Could you retype all of the data below exactly as given?

:::::

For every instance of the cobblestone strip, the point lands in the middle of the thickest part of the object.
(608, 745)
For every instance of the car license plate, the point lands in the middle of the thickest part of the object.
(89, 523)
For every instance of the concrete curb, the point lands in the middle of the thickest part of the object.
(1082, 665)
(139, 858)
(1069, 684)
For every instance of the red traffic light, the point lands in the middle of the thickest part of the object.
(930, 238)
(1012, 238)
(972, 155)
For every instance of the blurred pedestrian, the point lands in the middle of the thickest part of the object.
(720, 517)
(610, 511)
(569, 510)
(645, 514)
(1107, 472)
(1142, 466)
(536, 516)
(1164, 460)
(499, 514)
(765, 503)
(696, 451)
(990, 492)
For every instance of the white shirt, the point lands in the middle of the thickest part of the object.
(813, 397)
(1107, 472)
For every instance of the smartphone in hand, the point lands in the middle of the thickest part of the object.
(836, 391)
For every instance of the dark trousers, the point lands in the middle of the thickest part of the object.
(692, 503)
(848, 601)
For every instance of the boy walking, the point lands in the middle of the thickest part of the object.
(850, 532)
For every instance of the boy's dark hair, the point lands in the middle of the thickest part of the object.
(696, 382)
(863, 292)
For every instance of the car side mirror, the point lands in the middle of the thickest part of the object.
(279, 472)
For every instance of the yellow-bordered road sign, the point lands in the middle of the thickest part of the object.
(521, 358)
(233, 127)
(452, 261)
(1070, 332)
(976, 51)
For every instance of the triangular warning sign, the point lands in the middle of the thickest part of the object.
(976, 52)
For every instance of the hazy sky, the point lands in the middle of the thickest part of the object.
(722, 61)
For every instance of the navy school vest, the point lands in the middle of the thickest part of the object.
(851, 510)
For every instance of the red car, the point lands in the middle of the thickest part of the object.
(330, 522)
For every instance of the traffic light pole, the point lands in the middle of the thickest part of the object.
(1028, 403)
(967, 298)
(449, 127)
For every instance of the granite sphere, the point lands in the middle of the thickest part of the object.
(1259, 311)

:::::

### Task result
For every instance of the cobblestone strip, the point lands in the middle of the thickest part of the object.
(608, 745)
For every instance of the car license plate, the point lands in the middle of the thickest part of the object.
(89, 523)
For every instance of the concrete curb, the point lands in the middle of the thickest part of the object.
(1082, 665)
(139, 858)
(1069, 684)
For every instance of the red traffic light, the point lands in the middle of the thickest part of the object.
(930, 238)
(1012, 238)
(972, 155)
For every instance of the blurred pedestrian, the point lands in the middle of the thickest part of the object.
(720, 517)
(610, 511)
(569, 510)
(645, 514)
(1107, 472)
(1142, 466)
(536, 516)
(1164, 460)
(499, 514)
(765, 503)
(696, 451)
(990, 492)
For every instance of the white shirt, the point lands in the middle of the thickest part of the object.
(813, 397)
(1107, 472)
For every instance of the smartphone in hand, the point lands in the middle of the thickest part of the object.
(836, 391)
For every instance of the dark trousers, the point lands in the middle of the thickest part of the object.
(692, 503)
(848, 601)
For every instance of the boy walking, the point lands in the middle of the thickest part of the object.
(850, 532)
For every instance of the boy's dark hair, the point lands in the middle of the thickest part of the object.
(696, 382)
(863, 292)
For every instance of the car side mirror, the point lands in the middle of the thickest part of the object.
(279, 472)
For every instance of the yellow-bordered road sign, the point lands in the middle of the thickest part of the object.
(521, 358)
(233, 127)
(452, 261)
(1070, 332)
(976, 51)
For every instance of the triangular warning sign, the point lands in the middle of the thickest part of the object.
(976, 52)
For every instance of the hazy sky, the point lands in the middle of the thickest part of the object.
(722, 61)
For every instance of the navy school vest, the point lands in the middle of the thickest part of the object.
(851, 510)
For every instance of the red car, the point lands in the middle of the thickest part of the object.
(330, 522)
For every instance of the traffic light pole, the point lands in the middle of the thickest part of the object.
(1028, 403)
(967, 298)
(449, 127)
For every instance of the granite sphere, the point lands in the middle of the thickest part of the object.
(1259, 311)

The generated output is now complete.